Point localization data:
-- Opening Marker --

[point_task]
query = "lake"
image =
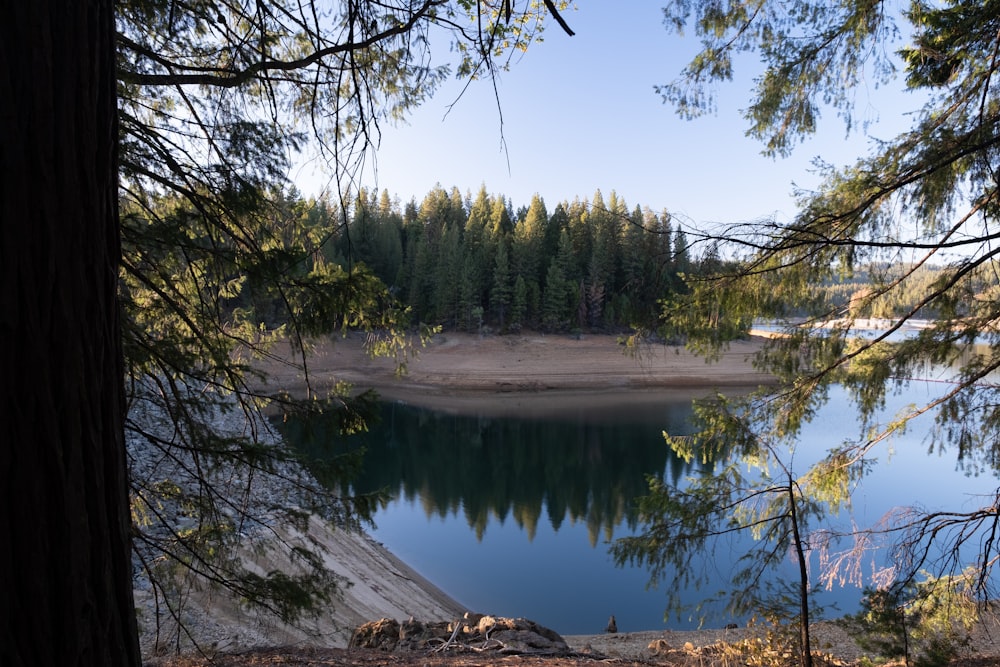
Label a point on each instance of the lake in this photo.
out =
(513, 515)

-- Closing Marker --

Required action: Count every line of the records that holds "lake". State the number, nothing else.

Problem solution: 2